(Excerpts of location labeling data)

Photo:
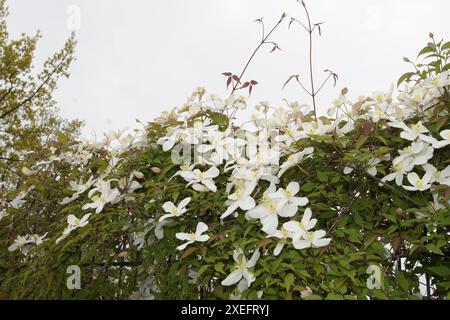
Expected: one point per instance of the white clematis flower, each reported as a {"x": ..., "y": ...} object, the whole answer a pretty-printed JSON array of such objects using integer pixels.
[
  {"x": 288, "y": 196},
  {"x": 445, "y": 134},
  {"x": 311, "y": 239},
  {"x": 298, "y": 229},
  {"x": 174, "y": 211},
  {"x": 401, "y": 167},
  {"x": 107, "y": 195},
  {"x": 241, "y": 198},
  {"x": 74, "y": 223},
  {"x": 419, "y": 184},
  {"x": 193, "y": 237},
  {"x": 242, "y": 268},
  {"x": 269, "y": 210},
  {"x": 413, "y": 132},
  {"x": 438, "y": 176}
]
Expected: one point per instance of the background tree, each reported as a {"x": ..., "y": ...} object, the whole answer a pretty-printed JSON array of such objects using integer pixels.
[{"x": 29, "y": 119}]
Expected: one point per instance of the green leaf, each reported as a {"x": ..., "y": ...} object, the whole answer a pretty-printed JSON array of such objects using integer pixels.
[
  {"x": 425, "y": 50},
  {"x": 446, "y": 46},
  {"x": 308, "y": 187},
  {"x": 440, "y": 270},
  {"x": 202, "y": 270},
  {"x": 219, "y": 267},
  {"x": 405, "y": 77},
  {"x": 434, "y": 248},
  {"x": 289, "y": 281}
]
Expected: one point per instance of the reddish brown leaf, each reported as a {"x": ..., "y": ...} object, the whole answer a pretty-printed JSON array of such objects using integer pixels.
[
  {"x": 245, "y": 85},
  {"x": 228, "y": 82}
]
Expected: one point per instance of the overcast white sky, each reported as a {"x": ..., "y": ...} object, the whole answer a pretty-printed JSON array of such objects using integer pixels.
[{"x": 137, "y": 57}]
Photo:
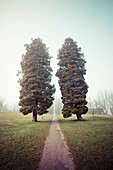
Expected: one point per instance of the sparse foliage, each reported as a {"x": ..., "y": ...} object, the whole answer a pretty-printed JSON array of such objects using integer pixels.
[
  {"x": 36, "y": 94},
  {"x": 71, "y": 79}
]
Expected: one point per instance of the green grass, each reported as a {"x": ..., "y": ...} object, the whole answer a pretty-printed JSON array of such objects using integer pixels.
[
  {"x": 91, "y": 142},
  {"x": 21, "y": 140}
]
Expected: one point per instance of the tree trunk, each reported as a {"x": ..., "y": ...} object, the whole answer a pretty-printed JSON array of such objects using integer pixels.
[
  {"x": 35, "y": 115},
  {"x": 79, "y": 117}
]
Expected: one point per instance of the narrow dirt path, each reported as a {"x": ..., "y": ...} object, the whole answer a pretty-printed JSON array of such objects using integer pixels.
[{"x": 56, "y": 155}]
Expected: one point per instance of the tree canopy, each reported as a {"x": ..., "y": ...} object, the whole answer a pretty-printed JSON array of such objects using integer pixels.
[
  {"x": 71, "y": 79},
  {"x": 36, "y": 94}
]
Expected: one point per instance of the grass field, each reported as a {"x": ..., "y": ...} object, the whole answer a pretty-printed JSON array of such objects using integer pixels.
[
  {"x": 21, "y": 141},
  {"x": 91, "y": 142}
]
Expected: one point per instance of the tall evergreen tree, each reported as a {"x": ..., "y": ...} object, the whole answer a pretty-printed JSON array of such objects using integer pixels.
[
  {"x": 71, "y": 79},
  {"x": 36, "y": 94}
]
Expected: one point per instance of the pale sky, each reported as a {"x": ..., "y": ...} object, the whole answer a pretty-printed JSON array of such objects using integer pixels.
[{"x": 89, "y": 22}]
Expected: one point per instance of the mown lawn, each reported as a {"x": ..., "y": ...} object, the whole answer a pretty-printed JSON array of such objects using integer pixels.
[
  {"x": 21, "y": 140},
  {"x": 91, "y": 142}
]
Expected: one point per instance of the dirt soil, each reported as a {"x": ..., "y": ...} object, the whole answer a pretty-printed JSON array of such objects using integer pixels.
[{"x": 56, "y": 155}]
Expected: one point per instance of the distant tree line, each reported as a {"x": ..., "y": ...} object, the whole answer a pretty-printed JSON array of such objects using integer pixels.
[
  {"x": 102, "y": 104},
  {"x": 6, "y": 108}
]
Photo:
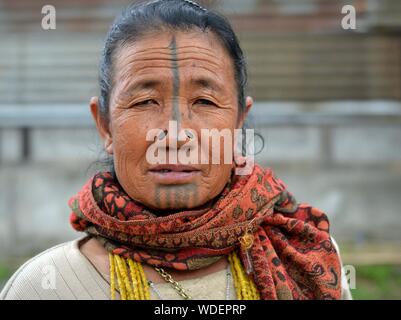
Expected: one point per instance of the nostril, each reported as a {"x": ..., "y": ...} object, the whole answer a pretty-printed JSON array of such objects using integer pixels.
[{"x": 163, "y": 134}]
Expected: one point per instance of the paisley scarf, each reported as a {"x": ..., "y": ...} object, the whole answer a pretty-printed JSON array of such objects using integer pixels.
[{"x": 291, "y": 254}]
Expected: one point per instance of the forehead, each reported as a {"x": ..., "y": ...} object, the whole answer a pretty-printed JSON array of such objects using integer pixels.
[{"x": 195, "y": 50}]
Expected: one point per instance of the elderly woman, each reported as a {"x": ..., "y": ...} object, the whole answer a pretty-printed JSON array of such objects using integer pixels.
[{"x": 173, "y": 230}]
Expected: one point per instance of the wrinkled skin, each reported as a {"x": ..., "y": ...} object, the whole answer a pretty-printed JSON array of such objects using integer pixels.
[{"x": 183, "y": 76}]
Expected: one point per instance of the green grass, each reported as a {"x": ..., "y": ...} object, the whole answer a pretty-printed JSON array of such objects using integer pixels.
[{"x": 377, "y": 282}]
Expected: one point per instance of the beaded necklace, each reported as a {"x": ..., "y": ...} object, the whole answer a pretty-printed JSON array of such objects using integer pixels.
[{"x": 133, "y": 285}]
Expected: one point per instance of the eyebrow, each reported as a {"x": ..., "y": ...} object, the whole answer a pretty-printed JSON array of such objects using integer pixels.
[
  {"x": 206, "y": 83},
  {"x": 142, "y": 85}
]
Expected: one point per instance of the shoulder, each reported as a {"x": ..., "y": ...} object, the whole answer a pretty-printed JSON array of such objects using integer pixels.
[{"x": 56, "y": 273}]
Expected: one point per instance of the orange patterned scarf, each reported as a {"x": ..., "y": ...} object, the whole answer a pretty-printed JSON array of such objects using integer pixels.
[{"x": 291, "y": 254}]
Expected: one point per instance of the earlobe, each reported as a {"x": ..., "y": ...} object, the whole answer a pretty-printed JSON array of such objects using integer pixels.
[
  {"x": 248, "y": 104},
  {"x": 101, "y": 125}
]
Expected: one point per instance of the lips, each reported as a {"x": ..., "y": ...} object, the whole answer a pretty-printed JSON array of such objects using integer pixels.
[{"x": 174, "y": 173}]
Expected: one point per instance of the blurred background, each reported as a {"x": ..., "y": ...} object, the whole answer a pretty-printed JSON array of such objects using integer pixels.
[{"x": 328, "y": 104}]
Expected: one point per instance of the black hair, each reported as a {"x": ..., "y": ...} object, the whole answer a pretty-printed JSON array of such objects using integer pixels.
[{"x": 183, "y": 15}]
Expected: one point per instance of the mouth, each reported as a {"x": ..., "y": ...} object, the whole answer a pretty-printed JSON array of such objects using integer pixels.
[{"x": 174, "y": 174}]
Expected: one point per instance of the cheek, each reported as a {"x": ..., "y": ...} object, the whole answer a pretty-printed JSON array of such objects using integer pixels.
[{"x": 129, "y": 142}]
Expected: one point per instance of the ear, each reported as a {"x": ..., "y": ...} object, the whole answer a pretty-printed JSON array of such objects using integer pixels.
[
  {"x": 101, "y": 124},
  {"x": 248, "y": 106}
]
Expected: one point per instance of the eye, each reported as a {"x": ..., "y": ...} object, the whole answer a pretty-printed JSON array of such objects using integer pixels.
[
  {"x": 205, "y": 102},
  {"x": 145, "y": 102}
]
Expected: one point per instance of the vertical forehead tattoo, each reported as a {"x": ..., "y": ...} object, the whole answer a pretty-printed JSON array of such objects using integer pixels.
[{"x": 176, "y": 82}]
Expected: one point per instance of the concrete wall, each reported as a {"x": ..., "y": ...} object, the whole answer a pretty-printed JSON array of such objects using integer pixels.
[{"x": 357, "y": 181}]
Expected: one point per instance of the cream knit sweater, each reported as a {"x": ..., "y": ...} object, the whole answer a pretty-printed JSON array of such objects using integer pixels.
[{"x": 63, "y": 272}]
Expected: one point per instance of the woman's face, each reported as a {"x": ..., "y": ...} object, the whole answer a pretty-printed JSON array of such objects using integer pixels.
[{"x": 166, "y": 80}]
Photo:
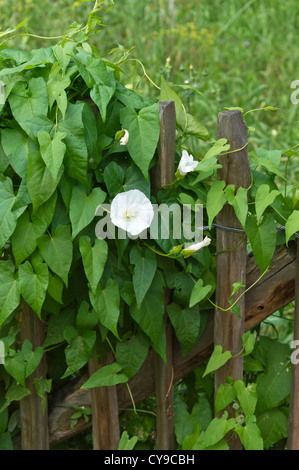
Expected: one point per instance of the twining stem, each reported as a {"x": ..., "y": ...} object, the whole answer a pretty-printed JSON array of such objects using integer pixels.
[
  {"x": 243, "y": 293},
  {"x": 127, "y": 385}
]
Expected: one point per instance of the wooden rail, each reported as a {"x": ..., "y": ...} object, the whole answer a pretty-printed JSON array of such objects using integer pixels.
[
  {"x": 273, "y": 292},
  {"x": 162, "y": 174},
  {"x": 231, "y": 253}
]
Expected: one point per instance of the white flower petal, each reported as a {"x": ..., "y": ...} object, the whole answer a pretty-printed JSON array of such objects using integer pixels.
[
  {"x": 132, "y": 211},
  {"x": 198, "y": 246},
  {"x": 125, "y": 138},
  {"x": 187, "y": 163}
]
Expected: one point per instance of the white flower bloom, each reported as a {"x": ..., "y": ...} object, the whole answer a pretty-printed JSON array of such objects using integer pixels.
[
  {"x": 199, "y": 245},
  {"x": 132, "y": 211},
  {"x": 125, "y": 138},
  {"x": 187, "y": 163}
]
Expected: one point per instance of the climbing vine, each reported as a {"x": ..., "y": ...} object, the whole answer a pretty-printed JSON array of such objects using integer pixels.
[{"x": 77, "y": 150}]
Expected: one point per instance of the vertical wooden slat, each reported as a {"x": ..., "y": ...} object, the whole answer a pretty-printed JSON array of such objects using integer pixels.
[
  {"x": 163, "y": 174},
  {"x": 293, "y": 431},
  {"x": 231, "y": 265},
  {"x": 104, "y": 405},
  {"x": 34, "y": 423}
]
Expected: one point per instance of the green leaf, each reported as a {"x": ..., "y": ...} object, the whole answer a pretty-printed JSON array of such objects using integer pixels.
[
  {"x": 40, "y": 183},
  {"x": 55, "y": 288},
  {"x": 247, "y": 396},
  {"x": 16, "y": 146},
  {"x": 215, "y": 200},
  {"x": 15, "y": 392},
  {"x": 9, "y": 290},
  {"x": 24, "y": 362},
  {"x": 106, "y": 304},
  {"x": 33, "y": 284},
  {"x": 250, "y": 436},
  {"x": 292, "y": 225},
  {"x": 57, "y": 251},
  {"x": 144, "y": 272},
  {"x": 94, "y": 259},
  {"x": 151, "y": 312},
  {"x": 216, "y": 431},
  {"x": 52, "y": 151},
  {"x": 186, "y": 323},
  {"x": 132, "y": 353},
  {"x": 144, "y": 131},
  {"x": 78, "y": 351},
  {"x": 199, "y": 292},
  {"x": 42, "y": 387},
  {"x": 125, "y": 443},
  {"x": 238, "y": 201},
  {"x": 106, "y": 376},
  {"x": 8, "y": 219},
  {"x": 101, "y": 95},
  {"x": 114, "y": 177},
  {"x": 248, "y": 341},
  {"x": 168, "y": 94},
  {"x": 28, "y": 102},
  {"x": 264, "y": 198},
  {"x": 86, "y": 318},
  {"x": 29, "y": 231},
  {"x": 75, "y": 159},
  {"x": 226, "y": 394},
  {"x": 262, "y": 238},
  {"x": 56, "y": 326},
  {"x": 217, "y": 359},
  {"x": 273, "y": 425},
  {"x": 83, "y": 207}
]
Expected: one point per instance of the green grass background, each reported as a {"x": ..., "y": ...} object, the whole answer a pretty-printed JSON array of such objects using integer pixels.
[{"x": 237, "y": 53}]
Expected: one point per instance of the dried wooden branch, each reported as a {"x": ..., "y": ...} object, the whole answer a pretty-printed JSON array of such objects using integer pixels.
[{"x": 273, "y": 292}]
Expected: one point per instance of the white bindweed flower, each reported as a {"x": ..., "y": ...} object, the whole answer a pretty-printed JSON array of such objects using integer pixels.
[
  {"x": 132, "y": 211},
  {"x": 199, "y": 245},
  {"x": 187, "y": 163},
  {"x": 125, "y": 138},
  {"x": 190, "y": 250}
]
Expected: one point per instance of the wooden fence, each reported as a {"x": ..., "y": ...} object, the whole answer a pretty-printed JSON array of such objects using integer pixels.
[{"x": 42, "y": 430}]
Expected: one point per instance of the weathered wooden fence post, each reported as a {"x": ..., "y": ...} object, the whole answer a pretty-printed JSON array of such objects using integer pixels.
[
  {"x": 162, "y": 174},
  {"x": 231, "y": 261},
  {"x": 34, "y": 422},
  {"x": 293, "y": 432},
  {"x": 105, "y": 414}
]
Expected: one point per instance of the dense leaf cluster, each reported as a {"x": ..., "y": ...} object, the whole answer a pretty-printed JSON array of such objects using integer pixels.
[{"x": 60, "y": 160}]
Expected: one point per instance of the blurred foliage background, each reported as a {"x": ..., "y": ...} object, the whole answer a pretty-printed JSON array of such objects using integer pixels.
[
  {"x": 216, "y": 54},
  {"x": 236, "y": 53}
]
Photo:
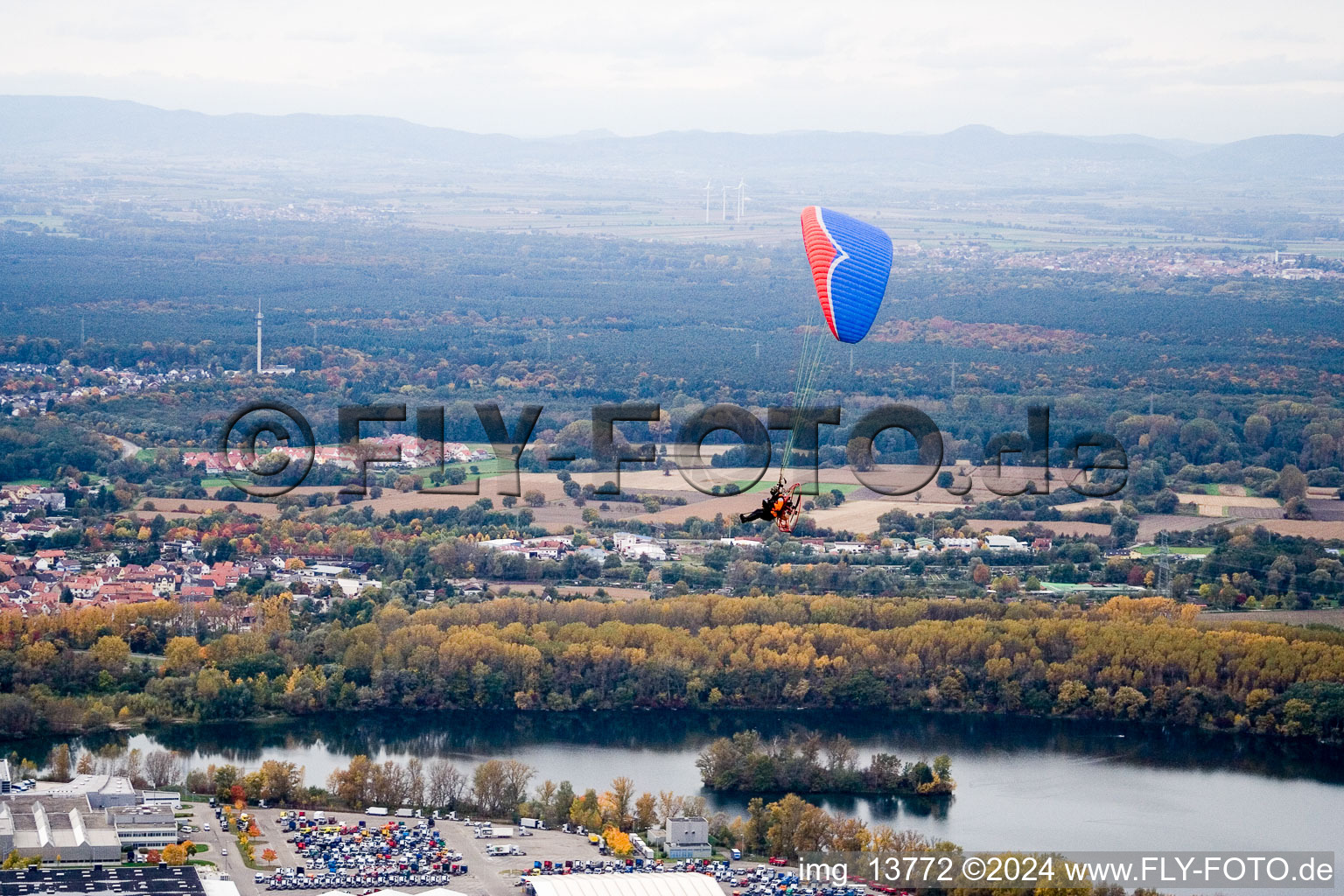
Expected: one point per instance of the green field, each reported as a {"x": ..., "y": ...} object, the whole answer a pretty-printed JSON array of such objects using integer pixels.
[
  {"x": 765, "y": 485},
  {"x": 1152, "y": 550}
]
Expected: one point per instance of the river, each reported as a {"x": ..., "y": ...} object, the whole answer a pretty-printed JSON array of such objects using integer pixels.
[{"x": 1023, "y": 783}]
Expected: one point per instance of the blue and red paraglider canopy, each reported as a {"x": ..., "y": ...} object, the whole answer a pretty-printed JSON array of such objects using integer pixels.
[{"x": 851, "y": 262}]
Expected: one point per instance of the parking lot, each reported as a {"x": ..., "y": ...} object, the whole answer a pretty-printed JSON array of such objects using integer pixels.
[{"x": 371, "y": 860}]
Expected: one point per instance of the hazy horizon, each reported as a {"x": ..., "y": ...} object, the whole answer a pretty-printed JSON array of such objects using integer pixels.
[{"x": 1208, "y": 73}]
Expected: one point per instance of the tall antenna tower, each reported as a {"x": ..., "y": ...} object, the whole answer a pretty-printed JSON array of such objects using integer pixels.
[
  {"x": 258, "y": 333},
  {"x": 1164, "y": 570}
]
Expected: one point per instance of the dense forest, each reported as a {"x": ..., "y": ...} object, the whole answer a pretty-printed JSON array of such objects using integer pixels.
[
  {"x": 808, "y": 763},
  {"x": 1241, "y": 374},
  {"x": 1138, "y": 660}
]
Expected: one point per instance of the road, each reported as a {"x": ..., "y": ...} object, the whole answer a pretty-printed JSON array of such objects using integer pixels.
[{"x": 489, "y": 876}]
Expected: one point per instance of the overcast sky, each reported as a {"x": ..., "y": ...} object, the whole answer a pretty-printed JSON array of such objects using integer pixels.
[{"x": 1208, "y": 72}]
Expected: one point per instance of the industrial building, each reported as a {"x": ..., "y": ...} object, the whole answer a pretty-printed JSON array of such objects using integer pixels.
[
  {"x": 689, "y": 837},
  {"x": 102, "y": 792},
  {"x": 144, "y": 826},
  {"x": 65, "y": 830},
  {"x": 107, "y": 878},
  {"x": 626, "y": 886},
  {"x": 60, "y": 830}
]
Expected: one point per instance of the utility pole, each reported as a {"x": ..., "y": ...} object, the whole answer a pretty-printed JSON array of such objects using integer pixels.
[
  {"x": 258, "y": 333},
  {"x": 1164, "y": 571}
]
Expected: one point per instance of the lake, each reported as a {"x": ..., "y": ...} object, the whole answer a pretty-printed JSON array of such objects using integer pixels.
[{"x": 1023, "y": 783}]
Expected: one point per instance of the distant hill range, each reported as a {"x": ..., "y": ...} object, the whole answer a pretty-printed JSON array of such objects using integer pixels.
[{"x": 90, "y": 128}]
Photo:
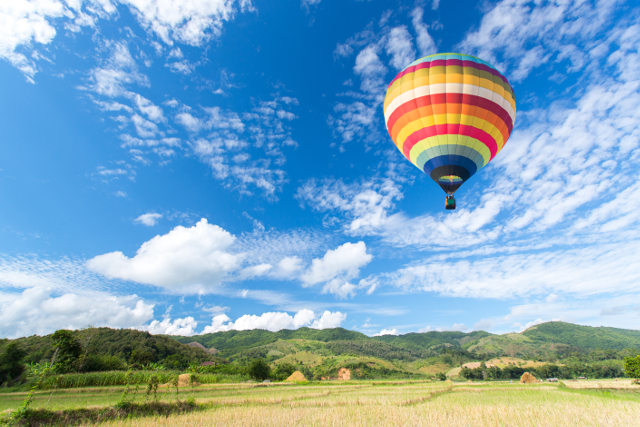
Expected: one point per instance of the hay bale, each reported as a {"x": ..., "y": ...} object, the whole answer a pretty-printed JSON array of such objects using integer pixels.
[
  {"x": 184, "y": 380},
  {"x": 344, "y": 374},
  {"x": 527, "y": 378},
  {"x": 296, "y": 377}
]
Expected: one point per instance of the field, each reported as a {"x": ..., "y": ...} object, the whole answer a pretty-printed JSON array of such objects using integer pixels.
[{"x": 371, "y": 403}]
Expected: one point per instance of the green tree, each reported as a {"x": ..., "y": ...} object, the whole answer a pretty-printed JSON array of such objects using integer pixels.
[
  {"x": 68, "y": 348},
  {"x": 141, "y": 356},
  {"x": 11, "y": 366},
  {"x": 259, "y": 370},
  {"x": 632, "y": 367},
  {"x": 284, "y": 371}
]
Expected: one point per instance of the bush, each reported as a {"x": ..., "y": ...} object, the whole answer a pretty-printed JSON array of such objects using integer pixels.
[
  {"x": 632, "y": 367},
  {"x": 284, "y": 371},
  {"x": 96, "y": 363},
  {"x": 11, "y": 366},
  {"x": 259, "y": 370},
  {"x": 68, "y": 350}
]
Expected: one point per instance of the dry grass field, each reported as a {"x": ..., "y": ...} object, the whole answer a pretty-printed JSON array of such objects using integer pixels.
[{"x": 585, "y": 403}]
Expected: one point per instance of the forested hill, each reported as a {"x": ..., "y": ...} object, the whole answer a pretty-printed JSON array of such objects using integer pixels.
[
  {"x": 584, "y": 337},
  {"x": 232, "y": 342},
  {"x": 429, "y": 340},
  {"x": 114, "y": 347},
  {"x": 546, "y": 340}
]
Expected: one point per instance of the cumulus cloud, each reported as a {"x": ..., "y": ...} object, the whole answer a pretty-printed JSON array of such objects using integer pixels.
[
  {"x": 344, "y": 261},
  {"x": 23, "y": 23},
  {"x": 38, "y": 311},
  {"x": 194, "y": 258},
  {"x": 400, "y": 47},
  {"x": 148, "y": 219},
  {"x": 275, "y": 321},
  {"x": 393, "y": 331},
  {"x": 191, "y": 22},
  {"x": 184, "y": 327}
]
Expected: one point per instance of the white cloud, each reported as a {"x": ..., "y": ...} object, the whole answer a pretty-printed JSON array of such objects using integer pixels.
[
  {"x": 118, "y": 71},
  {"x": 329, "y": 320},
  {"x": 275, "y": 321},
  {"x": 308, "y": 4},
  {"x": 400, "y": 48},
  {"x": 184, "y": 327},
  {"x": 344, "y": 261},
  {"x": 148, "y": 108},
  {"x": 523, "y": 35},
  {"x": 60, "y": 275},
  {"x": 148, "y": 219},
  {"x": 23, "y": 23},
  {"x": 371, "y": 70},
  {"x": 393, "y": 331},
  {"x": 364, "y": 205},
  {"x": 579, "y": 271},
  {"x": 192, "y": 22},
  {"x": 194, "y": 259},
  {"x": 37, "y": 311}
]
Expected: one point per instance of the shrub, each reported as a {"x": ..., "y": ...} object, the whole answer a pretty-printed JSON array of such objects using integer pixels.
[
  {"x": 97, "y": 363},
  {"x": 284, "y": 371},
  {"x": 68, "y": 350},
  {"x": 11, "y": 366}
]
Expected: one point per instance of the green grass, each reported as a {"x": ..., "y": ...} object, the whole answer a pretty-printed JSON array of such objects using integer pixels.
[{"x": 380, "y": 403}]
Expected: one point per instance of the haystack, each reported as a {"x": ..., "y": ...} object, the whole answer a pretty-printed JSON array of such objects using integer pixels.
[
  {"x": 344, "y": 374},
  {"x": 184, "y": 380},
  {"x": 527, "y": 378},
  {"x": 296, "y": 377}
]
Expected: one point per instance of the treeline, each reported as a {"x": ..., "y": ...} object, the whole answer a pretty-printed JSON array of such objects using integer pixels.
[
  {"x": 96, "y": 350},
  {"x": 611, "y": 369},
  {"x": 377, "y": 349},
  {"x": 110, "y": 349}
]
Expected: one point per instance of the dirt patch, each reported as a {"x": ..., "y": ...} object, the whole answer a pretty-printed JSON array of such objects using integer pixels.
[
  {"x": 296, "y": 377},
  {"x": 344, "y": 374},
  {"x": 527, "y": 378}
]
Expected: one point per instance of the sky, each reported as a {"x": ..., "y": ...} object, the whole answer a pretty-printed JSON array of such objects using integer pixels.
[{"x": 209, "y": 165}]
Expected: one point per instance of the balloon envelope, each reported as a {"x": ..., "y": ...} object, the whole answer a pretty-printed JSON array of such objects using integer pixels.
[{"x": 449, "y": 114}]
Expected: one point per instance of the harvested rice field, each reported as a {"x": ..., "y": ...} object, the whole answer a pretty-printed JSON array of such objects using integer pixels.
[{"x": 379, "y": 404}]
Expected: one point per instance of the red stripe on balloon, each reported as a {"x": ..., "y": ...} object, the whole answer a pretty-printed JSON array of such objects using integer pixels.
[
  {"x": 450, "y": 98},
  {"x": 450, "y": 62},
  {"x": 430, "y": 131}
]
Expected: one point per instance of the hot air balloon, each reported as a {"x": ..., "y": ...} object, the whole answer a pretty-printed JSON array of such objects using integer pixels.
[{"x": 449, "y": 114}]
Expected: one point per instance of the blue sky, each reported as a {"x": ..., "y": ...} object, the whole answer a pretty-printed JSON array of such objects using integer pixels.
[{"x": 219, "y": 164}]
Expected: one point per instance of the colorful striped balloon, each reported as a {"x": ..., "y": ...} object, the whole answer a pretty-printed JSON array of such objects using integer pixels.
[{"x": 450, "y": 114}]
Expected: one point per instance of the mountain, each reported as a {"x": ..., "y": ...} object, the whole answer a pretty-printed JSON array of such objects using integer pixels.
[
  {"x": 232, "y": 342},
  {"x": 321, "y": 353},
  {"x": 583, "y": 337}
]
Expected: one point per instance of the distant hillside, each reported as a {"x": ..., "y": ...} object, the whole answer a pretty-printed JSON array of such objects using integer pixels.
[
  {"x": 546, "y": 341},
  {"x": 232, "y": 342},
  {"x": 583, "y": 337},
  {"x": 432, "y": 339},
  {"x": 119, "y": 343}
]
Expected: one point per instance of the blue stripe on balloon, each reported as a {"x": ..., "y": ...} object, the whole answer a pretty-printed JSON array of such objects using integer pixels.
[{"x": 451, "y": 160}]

▶ [GOAL] Set down, word for word, every line from the line that holds "Expected: one point per instance of the blue sky, each" to the end of the entries above, including both ends.

▶ [THE RESULT]
Expected: one point per instance of the blue sky, each reported as a {"x": ..., "y": ...} object, the whole answer a pretty-printed JSON array of such objects using integer pixels.
[{"x": 219, "y": 164}]
Expected: one point per instance of the colorful striped balloon, each reported as a {"x": ..., "y": ...} object, the whole answer a pretty-printed JSON array of such objects using integer pixels.
[{"x": 450, "y": 114}]
Expected: one point per instance of the mountain, each reported as a {"x": ..., "y": ...} object, the whole answer a pretty-printed JSON array of such objects using integer pixels.
[
  {"x": 232, "y": 342},
  {"x": 321, "y": 353},
  {"x": 583, "y": 337}
]
Expected: one point per instance of the distant hillside, each reported as a {"x": ..., "y": ...} object, the whole answer a pretty-printed JSON array of such objects using integer pixels.
[
  {"x": 546, "y": 341},
  {"x": 232, "y": 342},
  {"x": 583, "y": 337},
  {"x": 432, "y": 339},
  {"x": 119, "y": 343}
]
Expected: one point per instance of the blue stripe on balloon, each reported as a {"x": ..., "y": ...} object, the whole answer a pretty-printed JSON array of such objects using integer pixels.
[{"x": 451, "y": 160}]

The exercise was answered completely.